→ GOAL
Rewrite every item below as a two-column CSV whose header names the columns text and answer. Give one row per item, with the item's text and its answer each in a single quoted field, line breaks replaced by spaces, and the pictures left out.

Records of labeled points
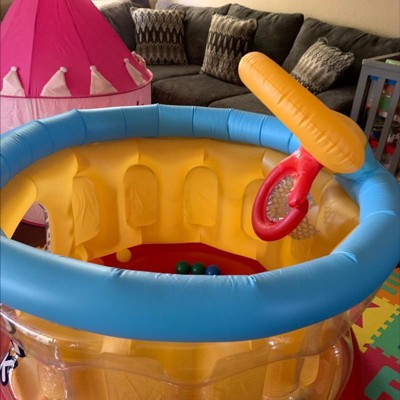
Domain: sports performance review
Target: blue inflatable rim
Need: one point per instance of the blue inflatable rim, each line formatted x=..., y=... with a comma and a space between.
x=184, y=308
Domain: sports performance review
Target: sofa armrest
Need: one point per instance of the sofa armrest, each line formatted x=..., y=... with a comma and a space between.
x=339, y=99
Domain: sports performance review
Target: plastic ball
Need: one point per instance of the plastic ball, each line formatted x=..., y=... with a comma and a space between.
x=182, y=267
x=198, y=268
x=213, y=270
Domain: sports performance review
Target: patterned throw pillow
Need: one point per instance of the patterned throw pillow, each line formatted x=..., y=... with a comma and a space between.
x=321, y=65
x=159, y=35
x=229, y=39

→ RESPONSE TO THE EXERCISE
text,answer
"Domain: sports performance review Target: blue inflatable rim Need: one point per instance of the blue inflatable rim, each line formatted x=..., y=... with a comma and a space between.","x=184, y=308"
"Domain: sports performance review Target: sofa armrest Need: one point per instance of the sofa armrest, each line formatted x=..., y=... with a comma and a space between.","x=339, y=99"
"Domain: sports performance review Target: plastic ball Need: one point per instance of the plastic ball, each line formatted x=..., y=... with a comma and a space between.","x=182, y=267 x=198, y=268 x=213, y=270"
"Domain: sports performance review Target: patterned throw pillow Need: one point per instance of the patterned throw pillow, each line formatted x=..., y=... with a comma and a space between.","x=321, y=65 x=159, y=35 x=229, y=39"